- PROBLEM REQUIREMENTS
Starting from the line containing "the red cape;", write out every remaining line exactly, the last one included.

Extracted data entries:
★ ★ ★
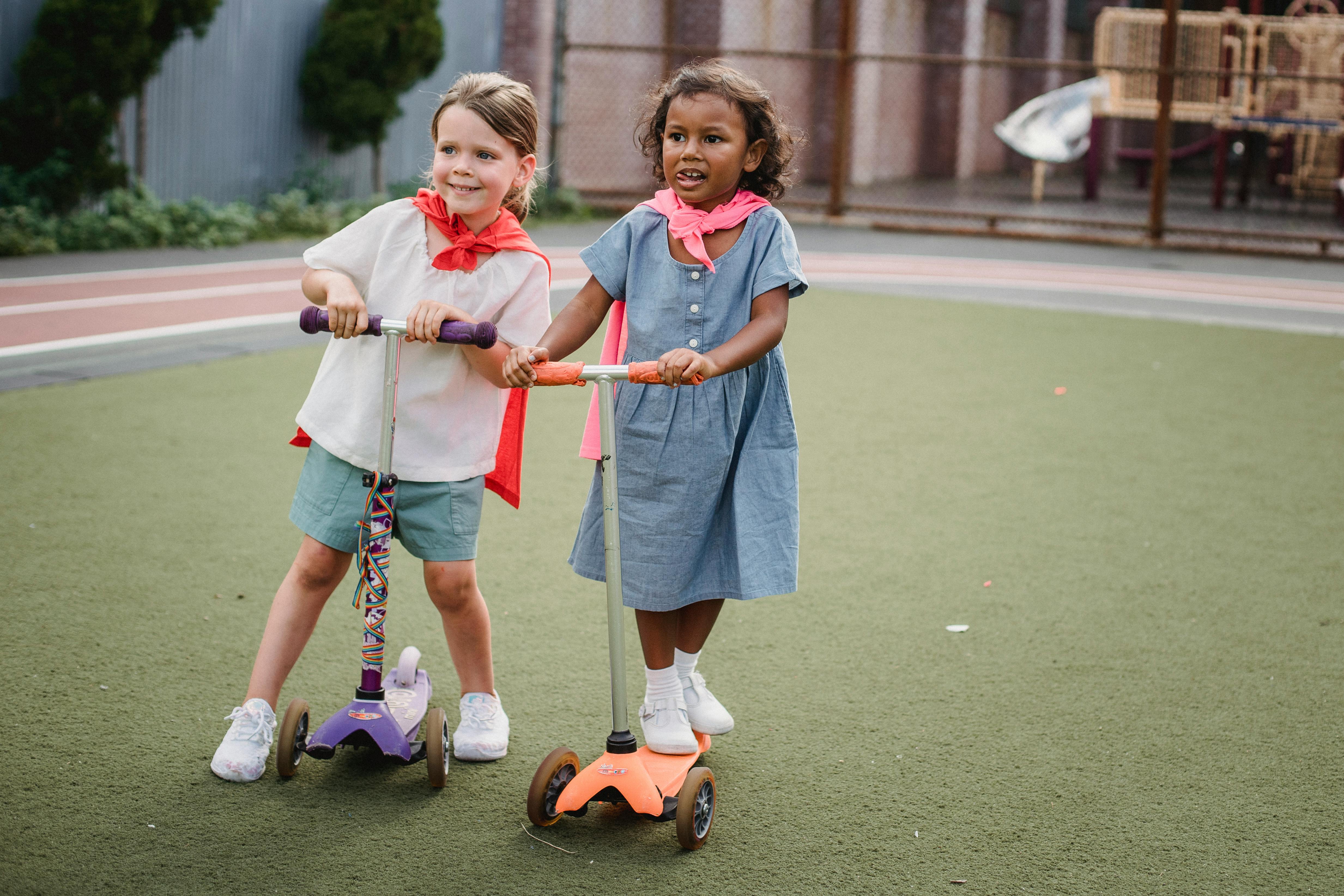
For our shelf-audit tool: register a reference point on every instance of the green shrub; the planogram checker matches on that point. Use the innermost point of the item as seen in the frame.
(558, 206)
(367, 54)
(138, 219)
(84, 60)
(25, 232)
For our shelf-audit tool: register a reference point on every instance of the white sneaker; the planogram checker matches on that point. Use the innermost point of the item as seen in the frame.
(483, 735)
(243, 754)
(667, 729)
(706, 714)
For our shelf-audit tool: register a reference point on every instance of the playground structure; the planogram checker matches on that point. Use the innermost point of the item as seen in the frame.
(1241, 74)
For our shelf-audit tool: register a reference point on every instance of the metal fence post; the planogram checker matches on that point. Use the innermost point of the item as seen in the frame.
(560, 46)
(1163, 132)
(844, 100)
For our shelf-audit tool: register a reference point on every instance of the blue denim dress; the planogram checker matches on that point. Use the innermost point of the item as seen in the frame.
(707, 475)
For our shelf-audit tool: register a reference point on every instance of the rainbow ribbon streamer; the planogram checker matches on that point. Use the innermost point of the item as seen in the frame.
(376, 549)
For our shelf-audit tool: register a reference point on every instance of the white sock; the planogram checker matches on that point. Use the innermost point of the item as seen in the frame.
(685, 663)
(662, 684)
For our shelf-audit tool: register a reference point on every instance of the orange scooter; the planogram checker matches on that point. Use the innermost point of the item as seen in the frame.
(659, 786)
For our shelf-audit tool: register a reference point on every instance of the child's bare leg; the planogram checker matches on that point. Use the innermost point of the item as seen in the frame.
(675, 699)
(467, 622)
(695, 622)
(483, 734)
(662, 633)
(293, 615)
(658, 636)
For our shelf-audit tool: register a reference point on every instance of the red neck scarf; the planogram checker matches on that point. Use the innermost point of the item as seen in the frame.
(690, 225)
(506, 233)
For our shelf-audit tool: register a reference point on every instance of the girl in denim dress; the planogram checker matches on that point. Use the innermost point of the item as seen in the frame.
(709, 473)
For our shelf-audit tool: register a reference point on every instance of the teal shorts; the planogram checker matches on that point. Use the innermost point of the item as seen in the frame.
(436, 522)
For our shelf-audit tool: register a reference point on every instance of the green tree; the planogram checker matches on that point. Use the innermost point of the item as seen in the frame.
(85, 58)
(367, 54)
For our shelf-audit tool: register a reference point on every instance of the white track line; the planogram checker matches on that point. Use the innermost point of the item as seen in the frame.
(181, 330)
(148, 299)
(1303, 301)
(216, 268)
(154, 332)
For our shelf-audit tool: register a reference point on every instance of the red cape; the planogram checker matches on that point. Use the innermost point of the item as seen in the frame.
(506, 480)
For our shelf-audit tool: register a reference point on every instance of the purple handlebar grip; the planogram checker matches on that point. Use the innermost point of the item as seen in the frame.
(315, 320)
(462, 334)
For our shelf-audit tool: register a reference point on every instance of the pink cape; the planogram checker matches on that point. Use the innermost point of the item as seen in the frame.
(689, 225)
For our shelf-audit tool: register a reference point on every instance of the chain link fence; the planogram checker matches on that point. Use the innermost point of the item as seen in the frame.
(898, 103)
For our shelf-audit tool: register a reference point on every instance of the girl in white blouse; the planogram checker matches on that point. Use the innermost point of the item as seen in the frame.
★ ★ ★
- TASK RESULT
For our shelf-audit tool: register a reference point on every instance of the red cape; the planogram checker matches on that point. Use the innermost point of the item as seen in the frame.
(506, 480)
For our shelf-audit tool: register a reference point on every instance of the purple handlebar grip; the planogram checker matches on that point. Use the innermost point of the item as seen in the frame.
(315, 320)
(462, 334)
For our shelf-audit tool: register a reference point on every instance of the pink cape; the planogram checker matches on that point. Use the innermost point of the item as seen in the frame.
(689, 225)
For our shelf-audit tool: register a reference point on every instance of the chain link fence; the planogram checker matches on that point. Use the innermost point of the item as seen in the frame.
(898, 103)
For our shelf-audit tool: register a reference point on every instance of the girl in white blouse; the planogram checker matches on that point. Use the innermost point of the item as seen in the frame.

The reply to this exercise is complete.